#### Given text
*** Begin section ***

21 ways to make your business go green

No longer the preserve of environmentalists, the concept of sustainability has entered the business mainstream. Here are 21 ways to grow your business and boost your bottom line by applying a bit of green thinking.

Going green has never made more sense. Not only is it likely to save you money, it’s also a useful sales tool, a powerful motivator for employees, and a way of getting ahead of the game as regulation marches inexorably from voluntary codes and guidelines towards compulsion. Added to which, it may just help save the planet. Below are 21 ways to transform your business from gas guzzler to eco warrior.

  1. Quick energy wins
    The cost of power continues to be a major concern for UK businesses. Some 93 per cent of small to medium-sized enterprises (SMEs) are experiencing higher energy costs this year, with an average reported rise of 48 per cent, according to research from Npower. Leeds-based Independent Car Auctions has an annual energy bill of £3,700. An energy audit revealed that the business could be saving £100 annually by installing energy-efficient lighting, a further £108 by switching off air conditioning when rooms are not in use, and nearly £50 by defrosting the freezer. It all adds up, and as energy prices increase, so will the savings. Director Justin Lane says, ‘A business like ours doesn’t have the time or resources to devote to making major changes, but I was very surprised to see how easily changes can be made with immediate results.&rsquo Other worthwhile measures that have a longer-term payback include installing double glazing, extra insulation or a modern boiler. It’s worth remembering that the Carbon Trust, a government-funded organisation, provides unsecured interest-free loans to SMEs to finance energy-saving investments.

*** End section ***

#### Material provided
*** Begin section ***

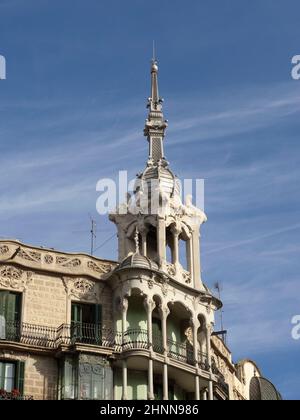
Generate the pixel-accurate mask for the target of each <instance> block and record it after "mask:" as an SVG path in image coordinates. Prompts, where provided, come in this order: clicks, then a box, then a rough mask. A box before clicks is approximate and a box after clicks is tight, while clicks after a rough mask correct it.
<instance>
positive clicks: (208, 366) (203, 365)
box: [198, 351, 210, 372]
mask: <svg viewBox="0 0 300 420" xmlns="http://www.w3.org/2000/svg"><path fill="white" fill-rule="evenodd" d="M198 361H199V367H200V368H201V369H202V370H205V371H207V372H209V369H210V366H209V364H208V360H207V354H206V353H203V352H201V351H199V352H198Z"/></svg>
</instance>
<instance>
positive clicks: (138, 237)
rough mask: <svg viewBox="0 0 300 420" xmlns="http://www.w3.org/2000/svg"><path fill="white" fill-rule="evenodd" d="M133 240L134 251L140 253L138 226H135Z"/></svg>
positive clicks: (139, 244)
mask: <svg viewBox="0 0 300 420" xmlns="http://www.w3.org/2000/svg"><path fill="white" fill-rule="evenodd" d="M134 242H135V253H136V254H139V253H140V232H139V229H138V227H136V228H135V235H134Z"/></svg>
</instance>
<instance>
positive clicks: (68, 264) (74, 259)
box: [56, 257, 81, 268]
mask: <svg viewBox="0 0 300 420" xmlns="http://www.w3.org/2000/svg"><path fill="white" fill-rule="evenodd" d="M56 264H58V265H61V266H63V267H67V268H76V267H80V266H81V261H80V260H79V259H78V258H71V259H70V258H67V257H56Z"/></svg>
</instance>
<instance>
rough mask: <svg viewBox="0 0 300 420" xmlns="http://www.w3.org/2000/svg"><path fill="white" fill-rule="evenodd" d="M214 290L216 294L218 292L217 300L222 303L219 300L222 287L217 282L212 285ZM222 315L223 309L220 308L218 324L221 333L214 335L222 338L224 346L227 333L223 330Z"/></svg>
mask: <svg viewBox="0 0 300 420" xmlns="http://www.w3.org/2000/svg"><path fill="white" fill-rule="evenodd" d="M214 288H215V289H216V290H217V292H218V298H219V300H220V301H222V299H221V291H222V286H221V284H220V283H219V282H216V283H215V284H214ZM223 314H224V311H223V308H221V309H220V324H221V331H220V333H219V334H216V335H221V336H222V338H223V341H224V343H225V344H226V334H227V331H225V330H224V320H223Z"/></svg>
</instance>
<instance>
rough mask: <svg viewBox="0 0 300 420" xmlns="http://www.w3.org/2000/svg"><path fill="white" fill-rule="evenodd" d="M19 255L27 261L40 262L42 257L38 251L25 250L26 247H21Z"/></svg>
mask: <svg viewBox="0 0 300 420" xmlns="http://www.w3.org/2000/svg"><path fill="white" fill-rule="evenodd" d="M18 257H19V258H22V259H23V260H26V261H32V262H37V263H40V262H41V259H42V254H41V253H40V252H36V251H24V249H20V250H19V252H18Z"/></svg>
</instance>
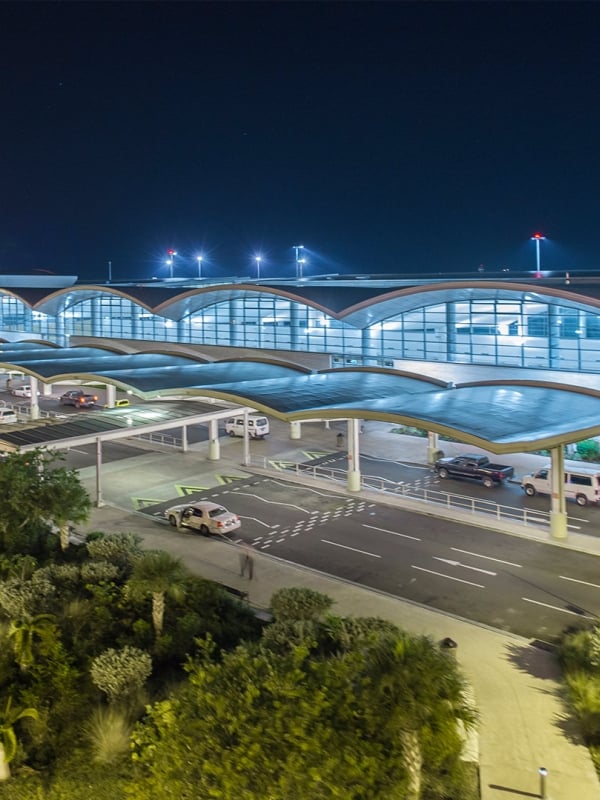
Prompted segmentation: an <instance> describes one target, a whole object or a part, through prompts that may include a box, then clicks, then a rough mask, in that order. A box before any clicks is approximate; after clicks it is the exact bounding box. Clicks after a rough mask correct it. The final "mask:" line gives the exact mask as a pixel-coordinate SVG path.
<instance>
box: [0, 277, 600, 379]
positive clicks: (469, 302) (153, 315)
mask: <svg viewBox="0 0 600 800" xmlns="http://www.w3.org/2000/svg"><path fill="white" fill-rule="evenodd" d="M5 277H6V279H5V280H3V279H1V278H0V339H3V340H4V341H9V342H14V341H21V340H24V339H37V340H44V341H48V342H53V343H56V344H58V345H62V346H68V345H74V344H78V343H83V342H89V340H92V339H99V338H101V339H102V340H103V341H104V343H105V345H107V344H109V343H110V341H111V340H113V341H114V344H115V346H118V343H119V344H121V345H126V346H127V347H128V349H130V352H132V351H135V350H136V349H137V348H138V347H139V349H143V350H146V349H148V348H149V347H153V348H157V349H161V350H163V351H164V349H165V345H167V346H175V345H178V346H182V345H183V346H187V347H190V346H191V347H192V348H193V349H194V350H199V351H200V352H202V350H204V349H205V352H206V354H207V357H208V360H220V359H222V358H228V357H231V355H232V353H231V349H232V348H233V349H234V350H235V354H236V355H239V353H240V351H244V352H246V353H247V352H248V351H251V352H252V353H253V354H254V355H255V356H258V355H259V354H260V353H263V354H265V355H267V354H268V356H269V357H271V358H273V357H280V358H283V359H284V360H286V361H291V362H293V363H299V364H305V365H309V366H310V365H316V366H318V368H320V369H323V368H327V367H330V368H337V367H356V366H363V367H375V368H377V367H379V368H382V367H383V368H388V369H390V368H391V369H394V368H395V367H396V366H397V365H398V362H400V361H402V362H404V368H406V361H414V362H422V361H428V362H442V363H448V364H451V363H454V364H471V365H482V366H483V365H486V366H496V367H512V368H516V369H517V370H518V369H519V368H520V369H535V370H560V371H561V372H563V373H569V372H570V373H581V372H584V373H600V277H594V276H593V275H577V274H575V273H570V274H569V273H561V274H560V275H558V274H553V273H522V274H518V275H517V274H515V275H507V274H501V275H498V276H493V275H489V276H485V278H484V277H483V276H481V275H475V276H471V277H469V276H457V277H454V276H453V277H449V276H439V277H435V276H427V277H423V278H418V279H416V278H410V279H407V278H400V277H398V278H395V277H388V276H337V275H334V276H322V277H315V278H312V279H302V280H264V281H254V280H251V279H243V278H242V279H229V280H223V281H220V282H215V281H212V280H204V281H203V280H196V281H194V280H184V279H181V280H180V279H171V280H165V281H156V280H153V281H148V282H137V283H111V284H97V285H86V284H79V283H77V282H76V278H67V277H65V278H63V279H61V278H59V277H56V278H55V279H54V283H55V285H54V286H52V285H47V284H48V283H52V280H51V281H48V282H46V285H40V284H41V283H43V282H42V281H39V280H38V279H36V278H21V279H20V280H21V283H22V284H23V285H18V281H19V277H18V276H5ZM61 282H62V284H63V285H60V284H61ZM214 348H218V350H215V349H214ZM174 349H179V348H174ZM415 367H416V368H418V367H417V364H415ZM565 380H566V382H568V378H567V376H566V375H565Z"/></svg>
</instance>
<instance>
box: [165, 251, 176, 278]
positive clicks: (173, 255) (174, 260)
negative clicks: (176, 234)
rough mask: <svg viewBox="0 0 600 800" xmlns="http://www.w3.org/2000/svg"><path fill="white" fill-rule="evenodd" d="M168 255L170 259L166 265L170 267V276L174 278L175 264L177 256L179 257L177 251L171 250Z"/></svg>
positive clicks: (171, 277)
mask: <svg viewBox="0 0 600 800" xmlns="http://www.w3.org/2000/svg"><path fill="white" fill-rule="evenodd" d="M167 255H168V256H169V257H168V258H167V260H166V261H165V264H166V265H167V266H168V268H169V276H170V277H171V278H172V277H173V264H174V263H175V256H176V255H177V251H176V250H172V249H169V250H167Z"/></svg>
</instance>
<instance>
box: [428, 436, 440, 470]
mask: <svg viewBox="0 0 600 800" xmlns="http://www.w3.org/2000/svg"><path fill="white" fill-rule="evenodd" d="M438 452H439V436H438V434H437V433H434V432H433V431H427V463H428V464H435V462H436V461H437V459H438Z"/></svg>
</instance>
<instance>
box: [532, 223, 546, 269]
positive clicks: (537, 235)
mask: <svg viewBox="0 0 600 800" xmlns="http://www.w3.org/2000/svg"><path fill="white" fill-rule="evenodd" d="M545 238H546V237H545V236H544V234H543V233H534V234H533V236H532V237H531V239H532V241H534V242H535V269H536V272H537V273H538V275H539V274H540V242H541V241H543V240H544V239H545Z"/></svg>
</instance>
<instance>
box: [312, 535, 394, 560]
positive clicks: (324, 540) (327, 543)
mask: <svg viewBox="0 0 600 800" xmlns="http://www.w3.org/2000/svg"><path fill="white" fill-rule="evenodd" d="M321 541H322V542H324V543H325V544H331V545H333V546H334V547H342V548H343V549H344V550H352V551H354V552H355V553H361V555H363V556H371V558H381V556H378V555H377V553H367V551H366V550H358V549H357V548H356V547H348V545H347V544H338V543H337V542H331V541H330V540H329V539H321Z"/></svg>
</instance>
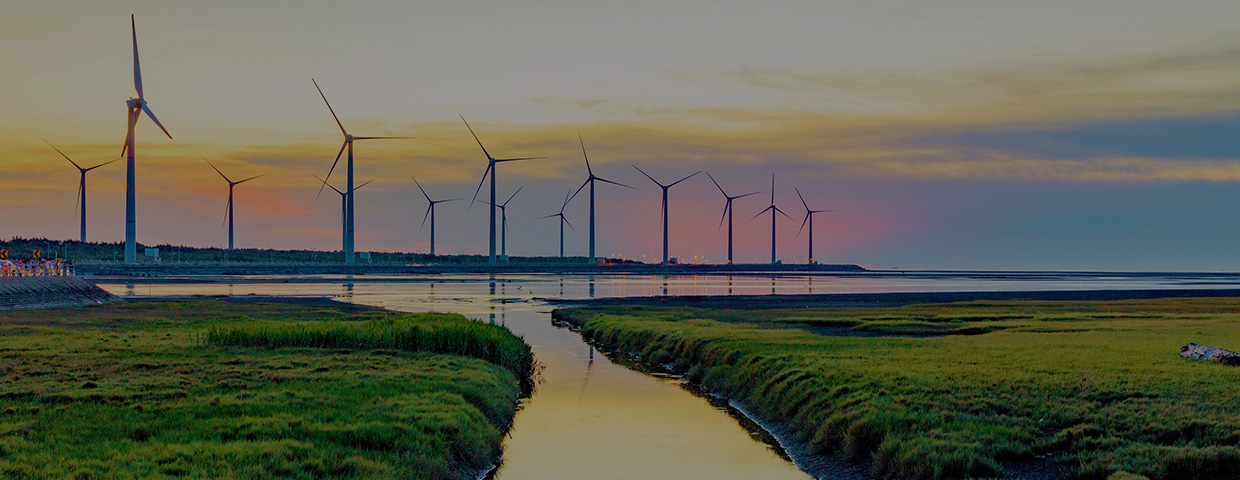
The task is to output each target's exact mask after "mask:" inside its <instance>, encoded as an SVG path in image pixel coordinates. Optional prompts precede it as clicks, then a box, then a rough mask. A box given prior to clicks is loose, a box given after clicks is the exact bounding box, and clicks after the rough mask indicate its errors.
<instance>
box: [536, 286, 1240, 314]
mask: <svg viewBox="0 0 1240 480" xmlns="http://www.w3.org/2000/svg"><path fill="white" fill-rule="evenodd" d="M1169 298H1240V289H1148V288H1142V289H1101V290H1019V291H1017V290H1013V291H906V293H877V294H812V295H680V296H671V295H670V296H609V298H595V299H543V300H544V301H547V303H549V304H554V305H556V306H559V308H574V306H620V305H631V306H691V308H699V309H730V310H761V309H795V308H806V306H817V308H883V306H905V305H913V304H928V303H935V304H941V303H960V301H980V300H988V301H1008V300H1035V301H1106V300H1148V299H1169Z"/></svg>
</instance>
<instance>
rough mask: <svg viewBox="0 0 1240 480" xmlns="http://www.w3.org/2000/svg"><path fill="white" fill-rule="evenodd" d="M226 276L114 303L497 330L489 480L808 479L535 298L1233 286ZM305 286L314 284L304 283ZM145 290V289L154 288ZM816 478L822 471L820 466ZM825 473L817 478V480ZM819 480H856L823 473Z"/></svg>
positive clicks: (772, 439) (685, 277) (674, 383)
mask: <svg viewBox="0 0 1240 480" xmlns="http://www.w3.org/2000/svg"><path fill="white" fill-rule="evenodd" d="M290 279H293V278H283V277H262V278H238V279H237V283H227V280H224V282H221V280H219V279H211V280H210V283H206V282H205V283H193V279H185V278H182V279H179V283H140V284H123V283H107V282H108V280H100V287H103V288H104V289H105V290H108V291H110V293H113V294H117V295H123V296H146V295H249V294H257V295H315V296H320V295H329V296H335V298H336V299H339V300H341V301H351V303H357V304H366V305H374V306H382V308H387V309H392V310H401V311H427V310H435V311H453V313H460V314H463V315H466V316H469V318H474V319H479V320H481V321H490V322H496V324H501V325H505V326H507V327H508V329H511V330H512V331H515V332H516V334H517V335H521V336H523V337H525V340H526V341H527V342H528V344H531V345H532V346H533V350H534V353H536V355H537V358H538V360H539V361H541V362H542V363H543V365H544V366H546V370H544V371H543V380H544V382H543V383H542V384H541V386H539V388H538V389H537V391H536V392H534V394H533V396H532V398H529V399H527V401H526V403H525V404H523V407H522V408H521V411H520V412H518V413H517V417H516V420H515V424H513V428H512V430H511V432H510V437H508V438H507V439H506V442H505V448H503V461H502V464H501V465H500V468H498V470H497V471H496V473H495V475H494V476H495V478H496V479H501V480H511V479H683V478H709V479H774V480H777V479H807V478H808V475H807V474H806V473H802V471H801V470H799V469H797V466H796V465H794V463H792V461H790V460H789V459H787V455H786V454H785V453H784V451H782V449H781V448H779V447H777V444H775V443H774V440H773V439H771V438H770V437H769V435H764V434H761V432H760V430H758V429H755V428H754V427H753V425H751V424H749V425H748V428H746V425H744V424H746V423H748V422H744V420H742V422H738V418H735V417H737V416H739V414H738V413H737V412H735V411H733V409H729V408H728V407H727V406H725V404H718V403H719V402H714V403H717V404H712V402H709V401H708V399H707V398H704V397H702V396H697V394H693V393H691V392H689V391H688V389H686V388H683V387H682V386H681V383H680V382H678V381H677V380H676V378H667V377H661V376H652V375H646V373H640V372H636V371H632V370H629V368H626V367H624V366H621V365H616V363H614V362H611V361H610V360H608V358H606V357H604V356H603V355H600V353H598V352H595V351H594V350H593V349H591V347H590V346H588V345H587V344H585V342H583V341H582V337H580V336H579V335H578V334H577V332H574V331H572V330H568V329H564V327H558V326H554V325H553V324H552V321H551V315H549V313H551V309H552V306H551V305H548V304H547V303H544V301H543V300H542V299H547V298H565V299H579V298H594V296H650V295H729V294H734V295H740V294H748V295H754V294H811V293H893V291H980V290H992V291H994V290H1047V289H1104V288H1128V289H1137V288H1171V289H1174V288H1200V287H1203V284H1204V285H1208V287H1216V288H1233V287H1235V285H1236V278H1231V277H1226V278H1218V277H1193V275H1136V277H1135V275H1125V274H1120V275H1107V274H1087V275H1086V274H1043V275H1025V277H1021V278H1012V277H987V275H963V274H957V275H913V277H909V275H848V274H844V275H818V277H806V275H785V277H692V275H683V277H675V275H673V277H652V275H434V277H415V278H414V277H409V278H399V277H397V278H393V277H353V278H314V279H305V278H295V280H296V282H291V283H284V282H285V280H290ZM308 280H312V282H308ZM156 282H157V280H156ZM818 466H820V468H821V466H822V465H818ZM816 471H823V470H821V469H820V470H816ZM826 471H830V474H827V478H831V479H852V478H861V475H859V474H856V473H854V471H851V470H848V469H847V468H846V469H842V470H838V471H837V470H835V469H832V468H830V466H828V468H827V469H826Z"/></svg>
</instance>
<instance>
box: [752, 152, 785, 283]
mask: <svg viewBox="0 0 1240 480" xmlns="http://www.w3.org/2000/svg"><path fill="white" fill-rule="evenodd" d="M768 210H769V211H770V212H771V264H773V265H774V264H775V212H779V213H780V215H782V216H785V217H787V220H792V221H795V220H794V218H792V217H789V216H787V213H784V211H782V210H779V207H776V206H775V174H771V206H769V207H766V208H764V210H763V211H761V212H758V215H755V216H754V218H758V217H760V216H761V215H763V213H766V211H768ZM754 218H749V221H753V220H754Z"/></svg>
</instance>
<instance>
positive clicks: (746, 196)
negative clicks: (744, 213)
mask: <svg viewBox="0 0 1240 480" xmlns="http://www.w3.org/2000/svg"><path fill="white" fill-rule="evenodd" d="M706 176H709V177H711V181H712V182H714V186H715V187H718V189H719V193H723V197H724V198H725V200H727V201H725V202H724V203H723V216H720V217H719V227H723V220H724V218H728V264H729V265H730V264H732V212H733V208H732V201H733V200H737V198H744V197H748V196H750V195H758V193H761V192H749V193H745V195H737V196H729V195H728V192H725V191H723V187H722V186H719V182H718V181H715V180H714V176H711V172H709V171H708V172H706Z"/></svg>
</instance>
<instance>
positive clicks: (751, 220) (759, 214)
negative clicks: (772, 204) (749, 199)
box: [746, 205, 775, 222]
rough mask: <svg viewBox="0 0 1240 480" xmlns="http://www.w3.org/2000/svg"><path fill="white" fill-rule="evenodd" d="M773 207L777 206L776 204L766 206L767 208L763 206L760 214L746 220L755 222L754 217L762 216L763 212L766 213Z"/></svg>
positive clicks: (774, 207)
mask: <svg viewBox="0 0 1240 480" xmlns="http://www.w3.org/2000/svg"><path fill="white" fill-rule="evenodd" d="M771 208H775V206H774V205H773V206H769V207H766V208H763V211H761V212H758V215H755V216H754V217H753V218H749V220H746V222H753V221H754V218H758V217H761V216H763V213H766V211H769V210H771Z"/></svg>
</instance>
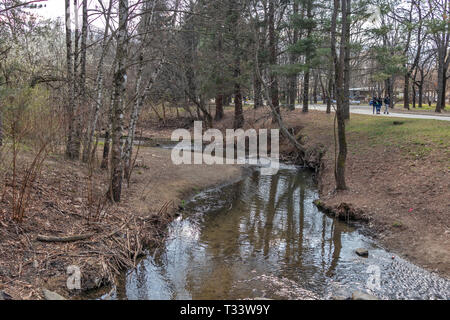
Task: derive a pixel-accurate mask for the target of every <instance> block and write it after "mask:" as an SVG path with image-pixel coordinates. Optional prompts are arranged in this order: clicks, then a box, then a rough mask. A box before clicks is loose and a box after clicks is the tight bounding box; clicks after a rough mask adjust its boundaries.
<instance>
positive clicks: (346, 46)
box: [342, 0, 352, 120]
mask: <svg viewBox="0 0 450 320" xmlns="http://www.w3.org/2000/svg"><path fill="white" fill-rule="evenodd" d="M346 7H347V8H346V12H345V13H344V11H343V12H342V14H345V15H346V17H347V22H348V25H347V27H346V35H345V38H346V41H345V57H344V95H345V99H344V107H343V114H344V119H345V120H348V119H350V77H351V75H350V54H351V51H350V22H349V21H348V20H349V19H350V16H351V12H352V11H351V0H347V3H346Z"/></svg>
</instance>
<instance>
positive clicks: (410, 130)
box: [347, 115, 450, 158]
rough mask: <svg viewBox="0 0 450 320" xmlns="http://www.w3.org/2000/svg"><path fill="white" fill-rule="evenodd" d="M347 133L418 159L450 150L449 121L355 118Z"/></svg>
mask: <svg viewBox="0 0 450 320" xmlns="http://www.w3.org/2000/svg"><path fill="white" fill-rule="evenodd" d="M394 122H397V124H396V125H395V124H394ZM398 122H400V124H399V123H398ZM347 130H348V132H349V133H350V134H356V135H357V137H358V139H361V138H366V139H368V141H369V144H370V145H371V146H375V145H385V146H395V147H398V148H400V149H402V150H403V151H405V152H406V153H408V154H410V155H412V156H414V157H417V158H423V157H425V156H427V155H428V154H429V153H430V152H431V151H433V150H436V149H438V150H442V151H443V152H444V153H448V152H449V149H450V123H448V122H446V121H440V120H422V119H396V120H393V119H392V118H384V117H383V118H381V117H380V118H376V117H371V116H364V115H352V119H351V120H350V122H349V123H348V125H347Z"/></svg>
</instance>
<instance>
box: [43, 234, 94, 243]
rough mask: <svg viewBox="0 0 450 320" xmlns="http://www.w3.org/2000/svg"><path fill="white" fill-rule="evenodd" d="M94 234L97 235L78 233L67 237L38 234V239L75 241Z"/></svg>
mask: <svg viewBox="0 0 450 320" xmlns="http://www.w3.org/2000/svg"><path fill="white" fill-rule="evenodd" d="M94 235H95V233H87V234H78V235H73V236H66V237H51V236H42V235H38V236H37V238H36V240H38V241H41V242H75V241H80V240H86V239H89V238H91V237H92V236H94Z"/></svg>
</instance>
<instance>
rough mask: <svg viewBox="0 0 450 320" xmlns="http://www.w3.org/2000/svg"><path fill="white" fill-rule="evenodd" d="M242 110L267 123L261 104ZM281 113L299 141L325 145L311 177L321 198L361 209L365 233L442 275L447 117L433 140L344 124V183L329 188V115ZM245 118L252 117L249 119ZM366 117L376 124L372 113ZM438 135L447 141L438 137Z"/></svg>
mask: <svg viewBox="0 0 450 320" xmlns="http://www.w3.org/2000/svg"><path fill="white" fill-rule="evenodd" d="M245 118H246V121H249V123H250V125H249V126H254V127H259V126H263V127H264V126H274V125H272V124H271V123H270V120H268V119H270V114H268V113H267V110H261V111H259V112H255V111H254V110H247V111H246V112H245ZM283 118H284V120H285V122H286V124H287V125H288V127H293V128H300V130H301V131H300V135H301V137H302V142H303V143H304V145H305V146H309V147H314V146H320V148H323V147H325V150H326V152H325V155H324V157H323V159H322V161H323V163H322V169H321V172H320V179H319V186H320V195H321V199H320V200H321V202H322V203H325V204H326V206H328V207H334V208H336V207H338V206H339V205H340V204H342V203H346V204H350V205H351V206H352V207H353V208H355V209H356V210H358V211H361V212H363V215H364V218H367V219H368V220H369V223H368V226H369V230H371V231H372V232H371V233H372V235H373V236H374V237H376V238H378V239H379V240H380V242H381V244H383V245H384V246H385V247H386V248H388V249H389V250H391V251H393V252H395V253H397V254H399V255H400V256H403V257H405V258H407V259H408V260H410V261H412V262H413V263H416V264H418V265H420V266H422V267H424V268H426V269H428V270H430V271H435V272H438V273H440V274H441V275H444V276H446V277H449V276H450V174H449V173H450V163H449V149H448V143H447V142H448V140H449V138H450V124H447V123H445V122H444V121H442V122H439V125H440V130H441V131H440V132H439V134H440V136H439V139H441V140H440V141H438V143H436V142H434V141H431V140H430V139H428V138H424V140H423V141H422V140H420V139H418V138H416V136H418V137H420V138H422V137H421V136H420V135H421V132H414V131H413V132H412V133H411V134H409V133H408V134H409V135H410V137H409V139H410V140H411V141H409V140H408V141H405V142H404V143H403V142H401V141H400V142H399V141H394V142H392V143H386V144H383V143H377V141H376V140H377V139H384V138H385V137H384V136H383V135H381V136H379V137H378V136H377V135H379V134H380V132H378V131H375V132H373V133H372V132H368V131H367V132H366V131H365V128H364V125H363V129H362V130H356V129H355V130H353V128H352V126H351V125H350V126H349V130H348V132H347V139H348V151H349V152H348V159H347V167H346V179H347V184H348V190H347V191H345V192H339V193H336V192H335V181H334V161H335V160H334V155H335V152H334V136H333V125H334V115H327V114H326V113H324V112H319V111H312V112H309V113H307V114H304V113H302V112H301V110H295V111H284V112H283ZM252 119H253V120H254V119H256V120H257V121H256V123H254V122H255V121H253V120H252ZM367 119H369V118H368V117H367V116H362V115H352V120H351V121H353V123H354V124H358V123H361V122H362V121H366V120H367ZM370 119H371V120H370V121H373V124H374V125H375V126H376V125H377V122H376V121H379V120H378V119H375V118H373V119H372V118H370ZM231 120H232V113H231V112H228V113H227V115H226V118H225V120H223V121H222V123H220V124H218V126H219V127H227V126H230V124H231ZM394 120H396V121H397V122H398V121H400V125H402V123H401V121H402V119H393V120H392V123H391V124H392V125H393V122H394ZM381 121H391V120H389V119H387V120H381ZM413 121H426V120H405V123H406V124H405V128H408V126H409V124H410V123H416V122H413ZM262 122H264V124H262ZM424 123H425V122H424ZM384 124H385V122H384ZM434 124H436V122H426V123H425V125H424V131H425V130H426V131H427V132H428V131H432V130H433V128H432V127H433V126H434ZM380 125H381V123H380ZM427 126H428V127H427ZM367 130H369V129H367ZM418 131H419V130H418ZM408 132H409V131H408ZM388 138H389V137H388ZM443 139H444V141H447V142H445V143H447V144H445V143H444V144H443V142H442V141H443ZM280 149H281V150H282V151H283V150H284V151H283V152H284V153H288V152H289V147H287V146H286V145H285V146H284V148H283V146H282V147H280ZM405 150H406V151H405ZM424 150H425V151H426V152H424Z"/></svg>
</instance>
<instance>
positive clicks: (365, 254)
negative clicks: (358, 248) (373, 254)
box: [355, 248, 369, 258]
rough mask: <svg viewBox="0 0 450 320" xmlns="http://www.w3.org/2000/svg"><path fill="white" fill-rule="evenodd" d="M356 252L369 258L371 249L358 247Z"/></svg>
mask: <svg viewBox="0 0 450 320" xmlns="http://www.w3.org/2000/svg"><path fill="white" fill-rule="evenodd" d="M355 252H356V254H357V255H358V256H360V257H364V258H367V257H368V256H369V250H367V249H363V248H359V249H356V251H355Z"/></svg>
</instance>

*** End section ***

#### Explore the material
A – Answer these questions about the article on making a business go green:
(i) Besides saving money, what kind of tool does the article say going green is useful as?
(ii) What average rise in energy costs did SMEs report, according to the Npower research?
(iii) What does the Carbon Trust provide to SMEs?
B – Pick up the article on making a business go green after its final sentence, and keep writing in the same style.

#### Exercise results
A –
(i) A sales tool.
(ii) 48 per cent.
(iii) Unsecured interest-free loans to finance energy-saving investments.

B –
  2. Paper chase
    Marketing agency EHS Brann wanted to reduce wasteful printing. It now monitors how much is printed by each staff member and sends tongue-in-cheek emails to virtuous ‘tree huggers’ and profligate ‘tree muggers’. ‘Everything we’ve done has been fun,’ says creative director Nigel Clifton. ‘Dictating rules and regulations isn’t going to get you very far.’
  3. Get staff involved
    Whatever the commitment at board level, green initiatives are fated to flop without buy-in from staff. ‘It’s not enough just to push the message out there,’ says Greg Taylor, a founding director of branding consultancy Elmwood. The 100-person company has appointed two teams of people to drive its green initiatives: advocates, who sell the message about energy saving internally and monitor the results, and administrators, who make sure the tools and processes are in place (for example, energy monitors and recycling bins) to achieve the company’s goals.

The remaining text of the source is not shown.